## List of tasks
A. Copy out the part of the Malaysia national parks article starting with "1. Bako National" and going on through "through the forest.".
B. In the Malaysia national parks article, how do visitors first reach Bako National Park?

## Text section
□ □ □ □ □

Ecotourism: 3 Top National Parks To Explore In Malaysia

Ecotourism in Malaysia - orangutan
Orangutan in Malaysia
Malaysia’s many national parks are a major draw for travelers looking for an ecotourism experience. In fact, the country’s idyllic beaches, rock formations, ancient rainforest and amazing biodiversity make it a popular destination for eco-tourists. Here are three of the top national parks to experience in Malaysia on an adventure-packed vacation.

1. Bako National Park, Sarawak, Malaysia

Bako National Park, Sarawak, Malaysia
Bako National Park introduces visitors to Sarawak’s lush rainforest, with its amazing wildlife. While initially, you have to take a boat ride to reach the park, once you are on dry land, you will almost instantly spot the locals. Here, long-tailed macaques, orangutans and proboscis monkeys swing in the trees, while the Bornean bearded pigs stroll through the forest.

□ □ □ □ □

## Material
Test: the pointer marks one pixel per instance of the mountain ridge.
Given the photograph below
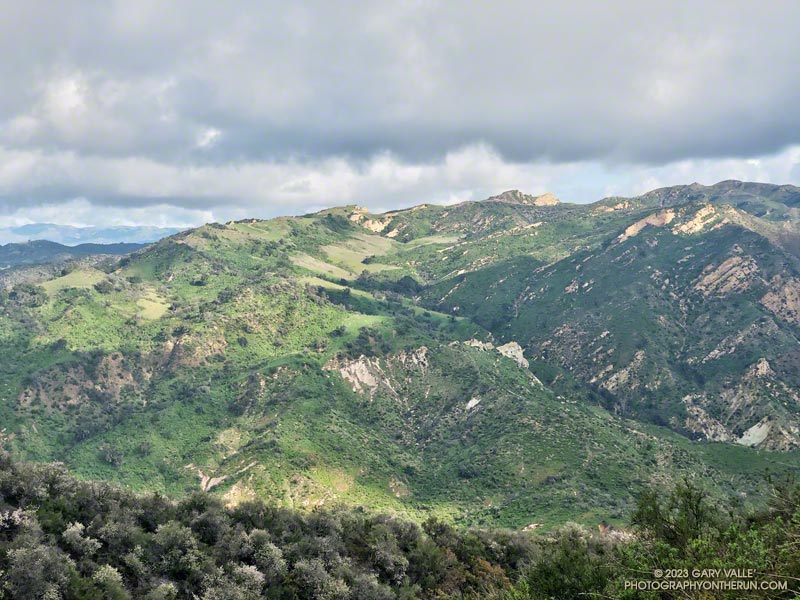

□ □ □ □ □

## Solution set
A.
1. Bako National Park, Sarawak, Malaysia

Bako National Park, Sarawak, Malaysia
Bako National Park introduces visitors to Sarawak’s lush rainforest, with its amazing wildlife. While initially, you have to take a boat ride to reach the park, once you are on dry land, you will almost instantly spot the locals. Here, long-tailed macaques, orangutans and proboscis monkeys swing in the trees, while the Bornean bearded pigs stroll through the forest.

B. By boat.